:: Input ::

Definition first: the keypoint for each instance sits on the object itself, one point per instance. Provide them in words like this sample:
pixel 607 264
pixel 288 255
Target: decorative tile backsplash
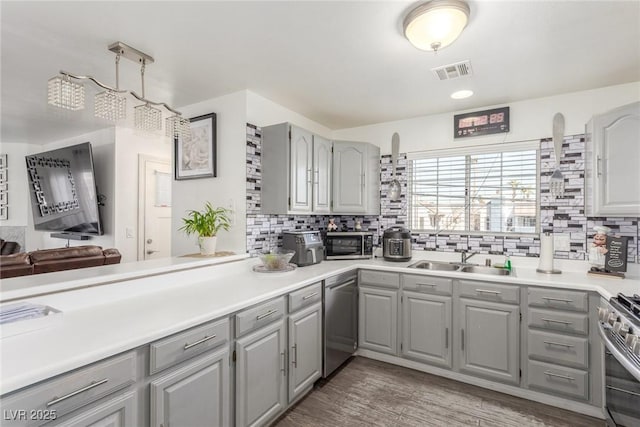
pixel 562 215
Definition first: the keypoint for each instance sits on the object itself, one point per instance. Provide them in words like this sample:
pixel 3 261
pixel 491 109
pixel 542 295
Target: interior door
pixel 155 208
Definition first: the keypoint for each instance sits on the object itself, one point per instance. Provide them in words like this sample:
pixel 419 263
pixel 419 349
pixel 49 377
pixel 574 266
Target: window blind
pixel 484 191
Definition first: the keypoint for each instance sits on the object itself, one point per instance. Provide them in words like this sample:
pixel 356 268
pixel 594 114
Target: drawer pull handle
pixel 205 339
pixel 309 296
pixel 558 344
pixel 94 384
pixel 294 362
pixel 623 391
pixel 268 313
pixel 565 377
pixel 563 322
pixel 558 299
pixel 487 291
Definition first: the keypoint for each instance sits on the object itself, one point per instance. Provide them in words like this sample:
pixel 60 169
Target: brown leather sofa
pixel 49 260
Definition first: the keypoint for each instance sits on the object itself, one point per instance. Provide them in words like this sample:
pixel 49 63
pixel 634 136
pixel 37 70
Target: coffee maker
pixel 307 245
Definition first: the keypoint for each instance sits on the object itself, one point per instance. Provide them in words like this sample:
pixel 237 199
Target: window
pixel 486 189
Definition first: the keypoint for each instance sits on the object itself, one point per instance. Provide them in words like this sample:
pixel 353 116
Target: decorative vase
pixel 207 245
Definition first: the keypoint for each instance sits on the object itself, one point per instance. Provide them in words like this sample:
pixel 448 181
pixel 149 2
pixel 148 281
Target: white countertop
pixel 102 321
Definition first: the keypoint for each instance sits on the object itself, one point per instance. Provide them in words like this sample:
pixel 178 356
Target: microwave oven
pixel 348 245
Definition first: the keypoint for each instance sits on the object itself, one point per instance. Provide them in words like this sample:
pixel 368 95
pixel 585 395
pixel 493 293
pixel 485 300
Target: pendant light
pixel 436 24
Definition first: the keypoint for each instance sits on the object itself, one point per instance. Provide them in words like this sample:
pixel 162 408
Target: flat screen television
pixel 63 192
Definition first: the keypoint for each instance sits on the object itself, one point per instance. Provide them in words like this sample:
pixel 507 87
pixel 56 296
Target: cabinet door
pixel 378 320
pixel 117 412
pixel 322 158
pixel 195 395
pixel 349 177
pixel 426 328
pixel 261 373
pixel 301 169
pixel 616 139
pixel 305 349
pixel 489 339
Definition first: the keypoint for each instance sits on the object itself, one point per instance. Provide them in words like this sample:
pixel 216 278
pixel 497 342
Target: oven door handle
pixel 617 353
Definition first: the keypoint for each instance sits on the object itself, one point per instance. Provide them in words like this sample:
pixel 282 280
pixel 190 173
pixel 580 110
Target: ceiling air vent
pixel 453 71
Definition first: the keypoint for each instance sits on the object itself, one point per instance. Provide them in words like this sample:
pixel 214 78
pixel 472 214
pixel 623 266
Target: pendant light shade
pixel 436 24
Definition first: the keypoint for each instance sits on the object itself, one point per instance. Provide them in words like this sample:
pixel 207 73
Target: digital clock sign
pixel 481 123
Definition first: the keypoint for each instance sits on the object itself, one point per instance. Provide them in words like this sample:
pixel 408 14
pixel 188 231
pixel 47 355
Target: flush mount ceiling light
pixel 436 24
pixel 462 94
pixel 111 103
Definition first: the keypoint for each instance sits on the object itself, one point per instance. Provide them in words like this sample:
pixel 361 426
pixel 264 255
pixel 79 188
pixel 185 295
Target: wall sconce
pixel 436 24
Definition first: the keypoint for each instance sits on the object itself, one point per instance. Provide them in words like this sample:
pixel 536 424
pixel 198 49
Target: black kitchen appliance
pixel 396 244
pixel 619 321
pixel 307 245
pixel 349 244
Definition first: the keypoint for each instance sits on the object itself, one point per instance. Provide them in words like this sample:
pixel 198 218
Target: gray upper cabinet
pixel 489 339
pixel 296 171
pixel 322 159
pixel 356 178
pixel 194 395
pixel 378 319
pixel 612 176
pixel 300 169
pixel 261 373
pixel 305 350
pixel 426 328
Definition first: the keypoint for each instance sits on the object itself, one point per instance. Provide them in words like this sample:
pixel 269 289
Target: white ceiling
pixel 340 63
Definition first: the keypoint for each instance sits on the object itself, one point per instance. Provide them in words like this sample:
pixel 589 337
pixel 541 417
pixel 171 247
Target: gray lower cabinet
pixel 490 339
pixel 196 394
pixel 261 375
pixel 305 350
pixel 426 328
pixel 378 319
pixel 117 412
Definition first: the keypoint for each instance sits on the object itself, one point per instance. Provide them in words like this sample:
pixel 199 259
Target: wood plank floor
pixel 371 393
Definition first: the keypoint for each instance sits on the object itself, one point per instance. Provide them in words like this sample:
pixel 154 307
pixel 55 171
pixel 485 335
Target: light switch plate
pixel 561 242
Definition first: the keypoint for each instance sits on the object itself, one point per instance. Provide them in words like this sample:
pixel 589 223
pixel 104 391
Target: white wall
pixel 228 189
pixel 530 119
pixel 264 112
pixel 129 145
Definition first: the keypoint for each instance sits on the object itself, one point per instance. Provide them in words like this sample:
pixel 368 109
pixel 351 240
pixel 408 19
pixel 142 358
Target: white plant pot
pixel 207 245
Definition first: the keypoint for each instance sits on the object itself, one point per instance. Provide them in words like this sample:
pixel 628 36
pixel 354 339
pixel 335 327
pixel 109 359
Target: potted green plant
pixel 206 224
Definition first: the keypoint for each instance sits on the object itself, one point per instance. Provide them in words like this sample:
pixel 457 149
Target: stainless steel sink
pixel 462 268
pixel 431 265
pixel 485 270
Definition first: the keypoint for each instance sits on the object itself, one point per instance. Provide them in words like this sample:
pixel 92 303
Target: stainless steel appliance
pixel 619 325
pixel 349 245
pixel 307 245
pixel 340 320
pixel 396 244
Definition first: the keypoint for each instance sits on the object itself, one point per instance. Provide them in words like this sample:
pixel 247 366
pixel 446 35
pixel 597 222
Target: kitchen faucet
pixel 466 255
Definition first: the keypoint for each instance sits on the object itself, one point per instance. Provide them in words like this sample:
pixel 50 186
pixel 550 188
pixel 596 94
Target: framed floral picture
pixel 196 157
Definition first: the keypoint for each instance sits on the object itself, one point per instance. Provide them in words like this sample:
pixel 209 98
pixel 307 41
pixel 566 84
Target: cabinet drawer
pixel 255 317
pixel 184 345
pixel 558 379
pixel 70 391
pixel 305 297
pixel 558 298
pixel 575 323
pixel 489 291
pixel 558 348
pixel 380 278
pixel 427 284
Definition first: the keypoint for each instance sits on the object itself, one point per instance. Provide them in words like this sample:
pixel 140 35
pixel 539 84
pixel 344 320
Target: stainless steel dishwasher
pixel 340 320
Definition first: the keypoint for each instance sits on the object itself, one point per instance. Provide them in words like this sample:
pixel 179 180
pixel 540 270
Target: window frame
pixel 467 152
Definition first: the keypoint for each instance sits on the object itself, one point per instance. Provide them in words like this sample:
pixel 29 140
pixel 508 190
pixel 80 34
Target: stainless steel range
pixel 620 329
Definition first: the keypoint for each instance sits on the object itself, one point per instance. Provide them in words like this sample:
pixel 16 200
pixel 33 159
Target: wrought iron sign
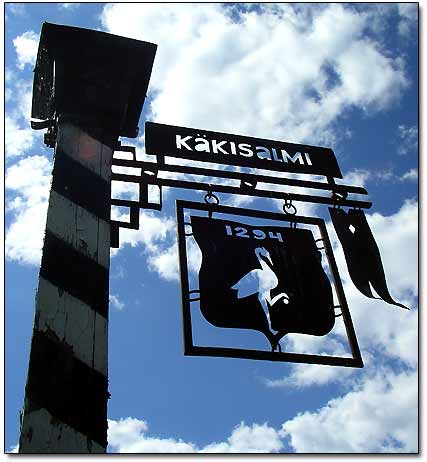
pixel 223 148
pixel 291 292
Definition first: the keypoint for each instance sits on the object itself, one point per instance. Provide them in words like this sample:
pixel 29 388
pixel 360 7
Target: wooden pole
pixel 65 407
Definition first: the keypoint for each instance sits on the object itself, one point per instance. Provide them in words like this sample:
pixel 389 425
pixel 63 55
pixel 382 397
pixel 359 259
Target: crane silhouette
pixel 267 281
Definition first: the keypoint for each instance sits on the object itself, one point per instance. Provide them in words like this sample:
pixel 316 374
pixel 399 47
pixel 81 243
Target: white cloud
pixel 379 415
pixel 395 336
pixel 116 302
pixel 26 46
pixel 408 19
pixel 129 435
pixel 29 179
pixel 408 139
pixel 69 6
pixel 248 75
pixel 17 9
pixel 410 175
pixel 13 449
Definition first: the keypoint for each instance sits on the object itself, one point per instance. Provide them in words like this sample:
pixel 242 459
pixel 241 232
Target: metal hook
pixel 288 207
pixel 209 195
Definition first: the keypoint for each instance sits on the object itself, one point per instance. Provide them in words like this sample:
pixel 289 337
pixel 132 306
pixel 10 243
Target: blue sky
pixel 337 75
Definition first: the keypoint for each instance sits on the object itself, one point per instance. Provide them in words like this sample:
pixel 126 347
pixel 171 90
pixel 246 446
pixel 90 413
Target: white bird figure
pixel 262 281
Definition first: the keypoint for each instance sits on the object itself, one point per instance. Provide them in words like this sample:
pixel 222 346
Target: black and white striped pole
pixel 89 88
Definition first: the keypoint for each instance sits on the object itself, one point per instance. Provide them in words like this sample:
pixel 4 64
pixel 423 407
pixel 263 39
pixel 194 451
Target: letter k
pixel 180 141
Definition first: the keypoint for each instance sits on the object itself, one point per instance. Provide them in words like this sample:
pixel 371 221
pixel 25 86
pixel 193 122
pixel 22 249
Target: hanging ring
pixel 209 195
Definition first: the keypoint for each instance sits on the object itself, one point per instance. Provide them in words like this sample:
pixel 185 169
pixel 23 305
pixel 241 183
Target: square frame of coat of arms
pixel 261 285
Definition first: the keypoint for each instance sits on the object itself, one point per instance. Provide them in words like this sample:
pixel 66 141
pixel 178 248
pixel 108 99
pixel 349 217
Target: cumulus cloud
pixel 26 46
pixel 396 336
pixel 116 302
pixel 29 182
pixel 410 175
pixel 17 140
pixel 361 177
pixel 408 139
pixel 378 415
pixel 130 435
pixel 250 68
pixel 408 19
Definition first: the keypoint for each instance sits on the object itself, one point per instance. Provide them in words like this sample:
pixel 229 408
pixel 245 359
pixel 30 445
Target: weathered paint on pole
pixel 65 407
pixel 89 88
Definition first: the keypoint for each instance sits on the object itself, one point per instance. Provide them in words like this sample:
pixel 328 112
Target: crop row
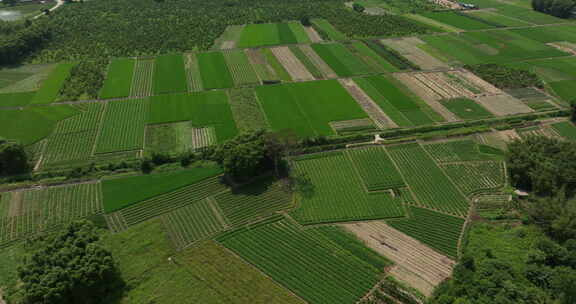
pixel 428 183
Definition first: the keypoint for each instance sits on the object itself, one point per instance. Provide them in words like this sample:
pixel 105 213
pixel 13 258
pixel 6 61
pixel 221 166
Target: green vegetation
pixel 214 71
pixel 119 193
pixel 331 191
pixel 427 181
pixel 466 108
pixel 119 79
pixel 302 106
pixel 314 267
pixel 437 230
pixel 376 169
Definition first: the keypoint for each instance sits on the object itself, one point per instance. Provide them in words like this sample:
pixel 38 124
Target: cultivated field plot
pixel 500 46
pixel 169 74
pixel 254 35
pixel 24 213
pixel 335 192
pixel 142 82
pixel 204 109
pixel 242 72
pixel 427 181
pixel 412 48
pixel 123 126
pixel 308 107
pixel 376 169
pixel 305 261
pixel 192 223
pixel 399 105
pixel 118 79
pixel 341 60
pixel 427 266
pixel 50 88
pixel 438 231
pixel 214 71
pixel 253 202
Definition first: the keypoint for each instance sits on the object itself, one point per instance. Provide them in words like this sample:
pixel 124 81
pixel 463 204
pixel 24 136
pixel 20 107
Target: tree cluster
pixel 504 77
pixel 557 8
pixel 68 268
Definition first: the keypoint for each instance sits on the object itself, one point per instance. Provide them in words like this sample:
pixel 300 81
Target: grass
pixel 169 74
pixel 305 261
pixel 331 191
pixel 119 79
pixel 342 61
pixel 203 109
pixel 214 71
pixel 206 273
pixel 123 126
pixel 122 192
pixel 16 99
pixel 302 106
pixel 466 108
pixel 437 230
pixel 50 89
pixel 30 125
pixel 427 181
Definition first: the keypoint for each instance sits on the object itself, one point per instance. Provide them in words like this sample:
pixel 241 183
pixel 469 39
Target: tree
pixel 69 267
pixel 13 159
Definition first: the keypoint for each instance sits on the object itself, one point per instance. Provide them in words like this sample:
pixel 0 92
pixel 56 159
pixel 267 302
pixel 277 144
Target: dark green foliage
pixel 543 165
pixel 69 267
pixel 85 80
pixel 557 8
pixel 504 77
pixel 13 159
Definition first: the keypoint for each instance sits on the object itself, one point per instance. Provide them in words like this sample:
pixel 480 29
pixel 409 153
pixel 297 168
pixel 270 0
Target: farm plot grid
pixel 334 192
pixel 305 261
pixel 123 126
pixel 427 181
pixel 308 107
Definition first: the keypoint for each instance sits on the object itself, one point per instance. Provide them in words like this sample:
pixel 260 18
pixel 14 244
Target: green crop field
pixel 32 124
pixel 427 181
pixel 192 223
pixel 123 126
pixel 253 202
pixel 214 71
pixel 376 169
pixel 203 109
pixel 341 60
pixel 169 74
pixel 305 261
pixel 16 99
pixel 466 108
pixel 50 88
pixel 119 79
pixel 335 192
pixel 302 107
pixel 458 20
pixel 119 193
pixel 565 129
pixel 437 230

:: Set problem ::
Repeat the material word for word from its first line up to and including the line with "pixel 155 208", leaving the pictures out.

:: Completed exercise ::
Definition first: the keypoint for each instance sits on the object itself, one point per instance. Provide them in words like this sample:
pixel 607 264
pixel 288 255
Target: decorative tile backsplash
pixel 562 215
Definition first: the keypoint for each instance sits on the object itself, one point per instance. Provide them in words like this sample:
pixel 3 261
pixel 491 109
pixel 542 295
Target: interior door
pixel 155 208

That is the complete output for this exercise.